> Problem description
Which rows below contain the string "farm" with the same capitalization? Copy out each of those rows in full.

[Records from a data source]
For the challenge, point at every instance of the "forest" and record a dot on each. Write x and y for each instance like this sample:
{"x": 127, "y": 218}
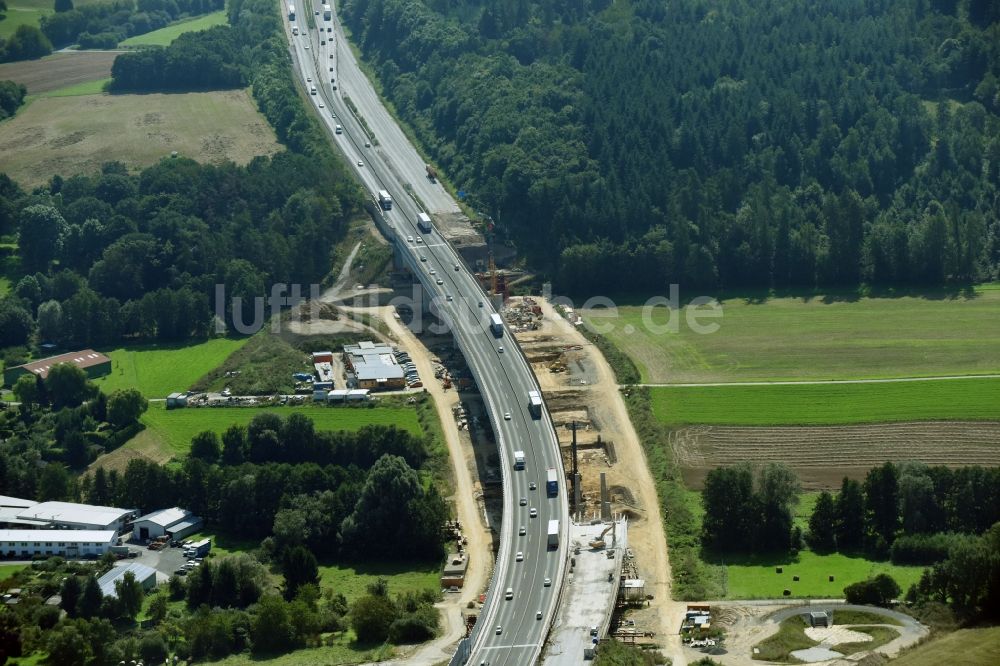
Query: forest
{"x": 719, "y": 144}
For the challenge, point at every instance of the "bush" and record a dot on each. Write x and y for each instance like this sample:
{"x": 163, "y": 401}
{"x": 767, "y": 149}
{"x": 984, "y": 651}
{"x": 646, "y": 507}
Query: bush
{"x": 922, "y": 549}
{"x": 878, "y": 591}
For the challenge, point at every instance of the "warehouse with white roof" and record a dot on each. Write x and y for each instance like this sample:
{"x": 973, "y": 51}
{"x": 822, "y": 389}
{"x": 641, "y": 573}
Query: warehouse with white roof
{"x": 175, "y": 522}
{"x": 22, "y": 544}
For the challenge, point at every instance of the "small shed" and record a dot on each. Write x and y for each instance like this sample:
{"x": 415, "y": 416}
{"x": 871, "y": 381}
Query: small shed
{"x": 176, "y": 400}
{"x": 819, "y": 619}
{"x": 145, "y": 576}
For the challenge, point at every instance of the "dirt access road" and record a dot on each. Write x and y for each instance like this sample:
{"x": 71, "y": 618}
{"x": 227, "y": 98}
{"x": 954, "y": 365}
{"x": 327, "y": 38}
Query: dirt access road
{"x": 646, "y": 534}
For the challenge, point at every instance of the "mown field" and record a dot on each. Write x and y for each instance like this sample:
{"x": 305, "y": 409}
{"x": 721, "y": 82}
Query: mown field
{"x": 59, "y": 71}
{"x": 174, "y": 429}
{"x": 164, "y": 36}
{"x": 822, "y": 455}
{"x": 969, "y": 647}
{"x": 159, "y": 371}
{"x": 755, "y": 578}
{"x": 818, "y": 338}
{"x": 829, "y": 404}
{"x": 76, "y": 134}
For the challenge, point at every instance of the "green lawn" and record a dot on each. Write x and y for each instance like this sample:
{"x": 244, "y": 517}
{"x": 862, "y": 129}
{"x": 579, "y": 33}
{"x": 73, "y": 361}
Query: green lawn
{"x": 977, "y": 647}
{"x": 828, "y": 404}
{"x": 352, "y": 580}
{"x": 818, "y": 338}
{"x": 160, "y": 370}
{"x": 176, "y": 428}
{"x": 758, "y": 579}
{"x": 8, "y": 570}
{"x": 164, "y": 36}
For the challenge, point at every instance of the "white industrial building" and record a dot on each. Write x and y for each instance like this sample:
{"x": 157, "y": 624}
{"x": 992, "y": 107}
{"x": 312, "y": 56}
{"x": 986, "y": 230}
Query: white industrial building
{"x": 145, "y": 576}
{"x": 72, "y": 516}
{"x": 23, "y": 544}
{"x": 175, "y": 522}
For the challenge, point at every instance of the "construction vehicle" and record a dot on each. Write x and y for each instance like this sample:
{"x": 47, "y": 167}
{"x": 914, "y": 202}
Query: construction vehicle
{"x": 599, "y": 542}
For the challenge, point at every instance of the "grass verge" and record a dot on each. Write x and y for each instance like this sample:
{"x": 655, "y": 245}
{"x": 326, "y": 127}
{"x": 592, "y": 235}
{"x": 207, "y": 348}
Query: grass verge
{"x": 977, "y": 647}
{"x": 174, "y": 429}
{"x": 157, "y": 370}
{"x": 164, "y": 36}
{"x": 790, "y": 637}
{"x": 828, "y": 404}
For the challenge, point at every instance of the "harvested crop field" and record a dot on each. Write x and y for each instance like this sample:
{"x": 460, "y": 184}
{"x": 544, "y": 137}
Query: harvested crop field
{"x": 70, "y": 135}
{"x": 823, "y": 455}
{"x": 59, "y": 70}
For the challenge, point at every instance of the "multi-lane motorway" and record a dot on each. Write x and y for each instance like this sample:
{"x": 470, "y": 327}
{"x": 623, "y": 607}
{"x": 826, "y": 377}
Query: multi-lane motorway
{"x": 508, "y": 632}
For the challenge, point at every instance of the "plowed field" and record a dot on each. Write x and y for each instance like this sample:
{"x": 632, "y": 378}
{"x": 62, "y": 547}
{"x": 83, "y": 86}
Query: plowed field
{"x": 823, "y": 455}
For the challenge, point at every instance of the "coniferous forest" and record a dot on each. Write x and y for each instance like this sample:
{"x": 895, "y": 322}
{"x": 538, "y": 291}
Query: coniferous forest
{"x": 726, "y": 143}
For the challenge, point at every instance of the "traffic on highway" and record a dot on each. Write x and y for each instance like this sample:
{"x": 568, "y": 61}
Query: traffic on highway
{"x": 528, "y": 572}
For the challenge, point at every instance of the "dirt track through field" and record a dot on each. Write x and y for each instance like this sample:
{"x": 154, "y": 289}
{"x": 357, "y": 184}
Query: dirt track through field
{"x": 59, "y": 70}
{"x": 823, "y": 455}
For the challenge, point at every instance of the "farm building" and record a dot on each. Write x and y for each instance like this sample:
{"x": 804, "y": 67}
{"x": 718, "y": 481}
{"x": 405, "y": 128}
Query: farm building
{"x": 373, "y": 366}
{"x": 65, "y": 543}
{"x": 93, "y": 363}
{"x": 176, "y": 400}
{"x": 145, "y": 576}
{"x": 176, "y": 523}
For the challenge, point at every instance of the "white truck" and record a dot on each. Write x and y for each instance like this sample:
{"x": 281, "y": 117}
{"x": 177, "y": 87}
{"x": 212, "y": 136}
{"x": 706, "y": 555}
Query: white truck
{"x": 518, "y": 459}
{"x": 553, "y": 541}
{"x": 535, "y": 404}
{"x": 384, "y": 200}
{"x": 424, "y": 223}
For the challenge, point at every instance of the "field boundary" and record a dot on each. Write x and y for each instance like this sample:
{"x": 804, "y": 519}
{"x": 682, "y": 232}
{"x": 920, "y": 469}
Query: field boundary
{"x": 813, "y": 382}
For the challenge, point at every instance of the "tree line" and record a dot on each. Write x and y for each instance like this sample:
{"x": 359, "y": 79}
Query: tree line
{"x": 103, "y": 25}
{"x": 113, "y": 257}
{"x": 773, "y": 144}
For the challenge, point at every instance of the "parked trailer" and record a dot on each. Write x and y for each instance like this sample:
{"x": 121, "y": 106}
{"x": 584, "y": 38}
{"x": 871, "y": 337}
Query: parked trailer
{"x": 535, "y": 404}
{"x": 518, "y": 459}
{"x": 496, "y": 325}
{"x": 552, "y": 482}
{"x": 553, "y": 534}
{"x": 384, "y": 200}
{"x": 424, "y": 223}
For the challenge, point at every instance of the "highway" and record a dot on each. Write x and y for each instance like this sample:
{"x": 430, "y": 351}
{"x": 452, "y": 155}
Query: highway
{"x": 508, "y": 632}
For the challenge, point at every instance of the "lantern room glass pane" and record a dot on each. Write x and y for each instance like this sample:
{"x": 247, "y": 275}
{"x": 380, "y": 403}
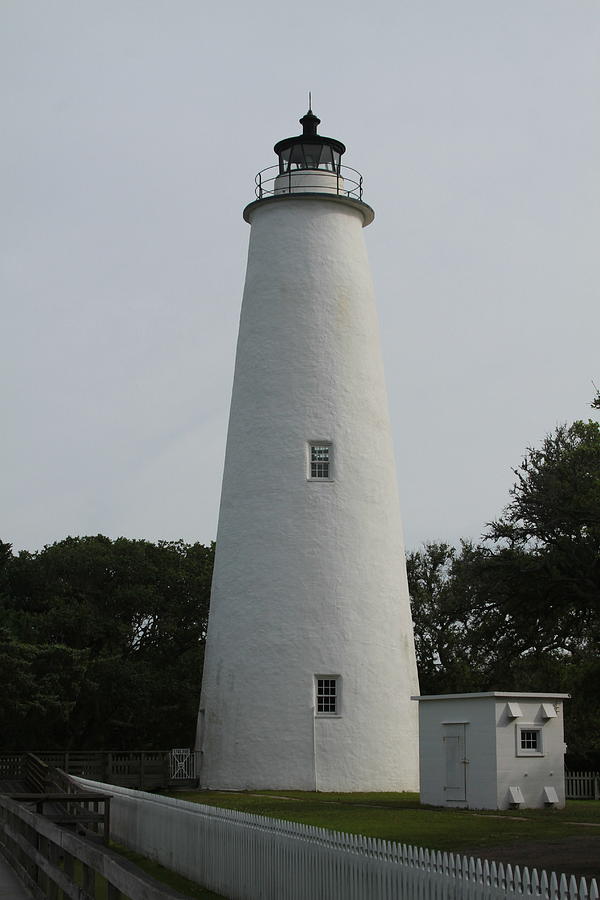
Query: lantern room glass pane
{"x": 312, "y": 155}
{"x": 297, "y": 157}
{"x": 284, "y": 161}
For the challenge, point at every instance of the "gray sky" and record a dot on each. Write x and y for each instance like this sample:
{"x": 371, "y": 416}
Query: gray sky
{"x": 132, "y": 133}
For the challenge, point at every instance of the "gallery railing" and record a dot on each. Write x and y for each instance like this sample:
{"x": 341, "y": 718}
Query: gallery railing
{"x": 345, "y": 182}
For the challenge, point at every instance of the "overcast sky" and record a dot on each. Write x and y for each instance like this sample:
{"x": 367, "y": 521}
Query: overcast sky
{"x": 132, "y": 131}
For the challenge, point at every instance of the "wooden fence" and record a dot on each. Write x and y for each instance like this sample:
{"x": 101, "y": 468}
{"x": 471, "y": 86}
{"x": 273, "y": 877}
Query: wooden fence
{"x": 582, "y": 785}
{"x": 146, "y": 770}
{"x": 53, "y": 862}
{"x": 248, "y": 857}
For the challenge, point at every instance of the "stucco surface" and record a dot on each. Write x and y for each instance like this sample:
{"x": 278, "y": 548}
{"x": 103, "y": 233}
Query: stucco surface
{"x": 309, "y": 576}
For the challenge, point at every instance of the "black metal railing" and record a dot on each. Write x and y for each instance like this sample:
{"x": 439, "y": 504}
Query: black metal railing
{"x": 344, "y": 182}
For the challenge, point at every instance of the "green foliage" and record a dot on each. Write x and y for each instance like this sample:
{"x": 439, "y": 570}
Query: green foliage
{"x": 522, "y": 611}
{"x": 103, "y": 641}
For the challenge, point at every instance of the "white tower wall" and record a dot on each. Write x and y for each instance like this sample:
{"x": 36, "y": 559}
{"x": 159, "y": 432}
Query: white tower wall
{"x": 309, "y": 575}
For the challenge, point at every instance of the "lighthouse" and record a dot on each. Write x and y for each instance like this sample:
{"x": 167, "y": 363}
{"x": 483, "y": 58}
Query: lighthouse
{"x": 310, "y": 662}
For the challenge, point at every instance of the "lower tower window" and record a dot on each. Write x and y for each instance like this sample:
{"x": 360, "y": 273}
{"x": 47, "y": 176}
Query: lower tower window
{"x": 319, "y": 462}
{"x": 328, "y": 695}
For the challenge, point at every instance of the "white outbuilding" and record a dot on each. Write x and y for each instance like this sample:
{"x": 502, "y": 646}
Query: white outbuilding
{"x": 493, "y": 750}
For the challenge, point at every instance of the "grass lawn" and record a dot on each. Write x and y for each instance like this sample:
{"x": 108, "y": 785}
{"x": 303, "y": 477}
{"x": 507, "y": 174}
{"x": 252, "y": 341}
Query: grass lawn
{"x": 401, "y": 818}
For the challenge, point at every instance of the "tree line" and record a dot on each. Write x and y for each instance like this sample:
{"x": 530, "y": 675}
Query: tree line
{"x": 101, "y": 641}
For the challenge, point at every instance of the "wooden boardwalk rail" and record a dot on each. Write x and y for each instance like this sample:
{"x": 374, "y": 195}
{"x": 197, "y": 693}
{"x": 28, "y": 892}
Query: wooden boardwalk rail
{"x": 145, "y": 770}
{"x": 53, "y": 862}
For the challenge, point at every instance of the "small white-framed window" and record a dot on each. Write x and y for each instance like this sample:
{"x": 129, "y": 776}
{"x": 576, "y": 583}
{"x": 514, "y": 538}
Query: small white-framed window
{"x": 320, "y": 461}
{"x": 529, "y": 740}
{"x": 328, "y": 698}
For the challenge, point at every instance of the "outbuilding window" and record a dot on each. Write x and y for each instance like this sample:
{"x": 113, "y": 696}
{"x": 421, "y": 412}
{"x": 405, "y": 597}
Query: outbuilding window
{"x": 529, "y": 741}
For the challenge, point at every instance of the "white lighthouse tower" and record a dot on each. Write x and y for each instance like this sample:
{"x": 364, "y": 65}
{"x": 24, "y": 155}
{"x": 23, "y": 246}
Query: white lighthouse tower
{"x": 310, "y": 662}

> Task result
For the challenge, point at every instance of the "farm building" and record a dot on each. Write x and y for each instance like this sample:
Query: farm building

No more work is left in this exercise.